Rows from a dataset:
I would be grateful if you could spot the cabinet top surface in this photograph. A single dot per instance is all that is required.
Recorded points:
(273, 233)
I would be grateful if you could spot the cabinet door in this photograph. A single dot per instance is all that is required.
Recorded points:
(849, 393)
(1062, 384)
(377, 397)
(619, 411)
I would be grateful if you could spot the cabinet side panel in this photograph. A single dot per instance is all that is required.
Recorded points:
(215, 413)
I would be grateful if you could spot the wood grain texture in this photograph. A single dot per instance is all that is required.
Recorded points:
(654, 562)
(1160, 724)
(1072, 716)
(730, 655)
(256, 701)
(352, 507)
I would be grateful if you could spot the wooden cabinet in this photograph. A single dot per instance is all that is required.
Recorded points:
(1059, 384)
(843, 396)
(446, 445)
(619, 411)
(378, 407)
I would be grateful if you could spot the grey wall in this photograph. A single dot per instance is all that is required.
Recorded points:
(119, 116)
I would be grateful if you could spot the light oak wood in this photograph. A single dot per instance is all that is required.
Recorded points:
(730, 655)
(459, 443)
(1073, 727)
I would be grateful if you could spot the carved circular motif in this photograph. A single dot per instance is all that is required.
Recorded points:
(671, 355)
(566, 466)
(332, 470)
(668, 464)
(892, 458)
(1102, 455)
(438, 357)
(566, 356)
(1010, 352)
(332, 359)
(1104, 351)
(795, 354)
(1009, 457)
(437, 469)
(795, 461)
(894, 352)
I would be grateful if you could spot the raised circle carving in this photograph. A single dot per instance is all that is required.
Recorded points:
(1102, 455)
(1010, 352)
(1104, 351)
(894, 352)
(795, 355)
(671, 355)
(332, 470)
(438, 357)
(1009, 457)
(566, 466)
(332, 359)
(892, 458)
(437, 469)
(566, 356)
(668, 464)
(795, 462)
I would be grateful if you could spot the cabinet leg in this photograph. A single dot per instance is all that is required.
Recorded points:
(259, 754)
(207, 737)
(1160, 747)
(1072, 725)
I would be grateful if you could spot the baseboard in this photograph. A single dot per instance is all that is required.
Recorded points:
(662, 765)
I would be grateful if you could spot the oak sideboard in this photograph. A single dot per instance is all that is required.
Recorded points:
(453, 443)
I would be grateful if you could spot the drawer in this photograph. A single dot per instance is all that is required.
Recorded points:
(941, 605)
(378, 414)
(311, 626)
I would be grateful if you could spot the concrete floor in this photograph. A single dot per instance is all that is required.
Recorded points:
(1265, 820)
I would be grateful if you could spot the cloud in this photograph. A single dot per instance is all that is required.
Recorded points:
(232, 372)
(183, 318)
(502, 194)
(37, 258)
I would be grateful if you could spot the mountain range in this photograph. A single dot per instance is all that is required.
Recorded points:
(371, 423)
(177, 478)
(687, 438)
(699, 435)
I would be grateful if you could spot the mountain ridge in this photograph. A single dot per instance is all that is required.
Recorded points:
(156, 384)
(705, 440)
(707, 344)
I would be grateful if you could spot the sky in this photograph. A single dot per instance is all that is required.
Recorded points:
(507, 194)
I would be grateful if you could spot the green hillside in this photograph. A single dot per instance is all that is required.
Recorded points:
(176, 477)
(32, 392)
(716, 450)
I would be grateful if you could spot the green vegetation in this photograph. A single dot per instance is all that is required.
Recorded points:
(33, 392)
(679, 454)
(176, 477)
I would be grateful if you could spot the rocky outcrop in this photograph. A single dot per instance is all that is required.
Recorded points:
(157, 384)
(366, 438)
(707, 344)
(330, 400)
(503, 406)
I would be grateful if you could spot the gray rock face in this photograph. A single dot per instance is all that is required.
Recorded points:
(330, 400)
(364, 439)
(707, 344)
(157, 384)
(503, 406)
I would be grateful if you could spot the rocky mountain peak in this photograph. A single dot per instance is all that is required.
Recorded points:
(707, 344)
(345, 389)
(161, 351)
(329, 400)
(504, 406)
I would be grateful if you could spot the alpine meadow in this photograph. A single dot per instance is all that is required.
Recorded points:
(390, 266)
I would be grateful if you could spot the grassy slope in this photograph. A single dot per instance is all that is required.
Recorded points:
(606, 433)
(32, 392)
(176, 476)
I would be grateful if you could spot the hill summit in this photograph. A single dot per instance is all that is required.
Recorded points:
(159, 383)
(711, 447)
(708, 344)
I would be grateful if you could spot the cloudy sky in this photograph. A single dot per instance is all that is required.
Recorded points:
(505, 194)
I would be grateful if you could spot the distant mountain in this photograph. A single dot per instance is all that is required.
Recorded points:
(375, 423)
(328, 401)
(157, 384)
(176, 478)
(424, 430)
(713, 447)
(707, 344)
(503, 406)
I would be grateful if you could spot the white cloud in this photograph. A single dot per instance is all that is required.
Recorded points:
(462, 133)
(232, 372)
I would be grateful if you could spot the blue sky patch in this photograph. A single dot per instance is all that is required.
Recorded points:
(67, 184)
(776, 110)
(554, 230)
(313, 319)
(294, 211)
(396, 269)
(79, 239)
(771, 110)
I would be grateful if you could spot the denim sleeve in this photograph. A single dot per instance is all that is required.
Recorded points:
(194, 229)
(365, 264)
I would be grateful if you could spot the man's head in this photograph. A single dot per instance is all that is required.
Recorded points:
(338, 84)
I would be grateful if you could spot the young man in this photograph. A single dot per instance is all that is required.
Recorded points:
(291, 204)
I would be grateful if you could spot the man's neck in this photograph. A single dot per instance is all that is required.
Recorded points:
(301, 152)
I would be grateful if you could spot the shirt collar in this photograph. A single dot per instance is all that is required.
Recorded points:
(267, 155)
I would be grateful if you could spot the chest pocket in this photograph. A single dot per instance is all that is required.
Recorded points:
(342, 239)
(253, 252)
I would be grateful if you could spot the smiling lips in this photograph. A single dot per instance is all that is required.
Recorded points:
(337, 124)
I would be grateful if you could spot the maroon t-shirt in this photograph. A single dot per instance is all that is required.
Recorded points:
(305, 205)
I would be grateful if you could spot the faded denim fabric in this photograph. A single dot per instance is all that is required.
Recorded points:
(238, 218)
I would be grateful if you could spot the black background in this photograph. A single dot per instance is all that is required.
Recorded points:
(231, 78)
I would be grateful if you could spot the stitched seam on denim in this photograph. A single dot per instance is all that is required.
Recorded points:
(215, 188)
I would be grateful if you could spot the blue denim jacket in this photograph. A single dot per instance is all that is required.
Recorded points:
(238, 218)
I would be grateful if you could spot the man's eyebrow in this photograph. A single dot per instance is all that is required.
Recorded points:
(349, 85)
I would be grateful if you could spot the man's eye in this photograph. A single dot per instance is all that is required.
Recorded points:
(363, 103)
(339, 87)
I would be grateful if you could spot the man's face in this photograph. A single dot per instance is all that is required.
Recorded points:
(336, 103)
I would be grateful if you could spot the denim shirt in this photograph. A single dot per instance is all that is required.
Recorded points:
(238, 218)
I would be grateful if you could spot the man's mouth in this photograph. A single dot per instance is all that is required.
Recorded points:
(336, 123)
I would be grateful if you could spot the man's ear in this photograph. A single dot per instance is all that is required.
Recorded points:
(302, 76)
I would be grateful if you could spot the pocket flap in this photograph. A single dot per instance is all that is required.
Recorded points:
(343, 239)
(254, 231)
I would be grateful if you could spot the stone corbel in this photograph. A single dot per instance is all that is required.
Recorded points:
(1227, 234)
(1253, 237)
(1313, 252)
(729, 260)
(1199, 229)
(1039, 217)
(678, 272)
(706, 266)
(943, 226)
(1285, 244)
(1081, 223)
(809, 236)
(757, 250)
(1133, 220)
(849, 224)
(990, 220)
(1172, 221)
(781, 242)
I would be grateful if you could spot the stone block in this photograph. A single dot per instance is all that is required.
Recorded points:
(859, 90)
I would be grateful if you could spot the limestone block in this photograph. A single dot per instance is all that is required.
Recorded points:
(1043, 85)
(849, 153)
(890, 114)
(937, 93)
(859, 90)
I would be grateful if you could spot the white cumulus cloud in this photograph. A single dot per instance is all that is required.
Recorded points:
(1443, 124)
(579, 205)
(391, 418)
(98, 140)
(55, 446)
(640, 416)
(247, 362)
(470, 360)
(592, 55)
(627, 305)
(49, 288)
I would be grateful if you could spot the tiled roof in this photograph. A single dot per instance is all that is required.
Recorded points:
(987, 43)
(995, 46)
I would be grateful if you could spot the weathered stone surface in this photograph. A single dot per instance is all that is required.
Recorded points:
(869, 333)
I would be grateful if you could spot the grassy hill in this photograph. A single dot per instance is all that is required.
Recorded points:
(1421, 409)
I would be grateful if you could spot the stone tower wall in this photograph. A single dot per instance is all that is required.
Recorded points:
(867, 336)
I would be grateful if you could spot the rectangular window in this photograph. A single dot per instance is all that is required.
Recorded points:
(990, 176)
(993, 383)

OBJECTIVE
Render the material as a Markdown table with the columns Row and Line. Cover everything from its first line through the line containing "(1073, 727)", both included, numbering each line and omitting blank lines.

PROBLEM SOLUTION
| Row | Line |
|---|---|
| 1 | I would be grateful if you could spot the cabinet top surface in this photograph. A single dot per instance is all that is required. |
| 2 | Recorded points: |
| 3 | (273, 233) |
| 4 | I would be grateful if you could spot the cabinet door in this photograph. A single dot per instance is all that is required. |
| 5 | Recorded points: |
| 6 | (849, 393) |
| 7 | (1062, 384) |
| 8 | (377, 397) |
| 9 | (619, 411) |
| 10 | I would be grateful if you could spot the cabinet side panel in this photograph. A single dot per instance is all that is required. |
| 11 | Recorded points: |
| 12 | (215, 413) |
| 13 | I would be grateful if you could spot the wood grain texture in this photograph. A single dot per instance is all that is required. |
| 14 | Recorded points: |
| 15 | (654, 562) |
| 16 | (1160, 724) |
| 17 | (1072, 716) |
| 18 | (730, 655) |
| 19 | (256, 701) |
| 20 | (352, 507) |
| 21 | I would be grateful if you could spot the wooden cabinet in this photograph. A single dot per instance is all that is required. |
| 22 | Recorded points: |
| 23 | (1059, 384) |
| 24 | (843, 396) |
| 25 | (446, 445) |
| 26 | (619, 411) |
| 27 | (378, 407) |
| 28 | I would be grateful if you could spot the grey wall in this photograph. A single dot per instance is all that is required. |
| 29 | Recorded points: |
| 30 | (119, 116) |
| 31 | I would be grateful if you could spot the light oak wood in this photograph. A single dot per instance is all that is required. |
| 32 | Recorded points: |
| 33 | (730, 655) |
| 34 | (459, 443) |
| 35 | (1073, 727) |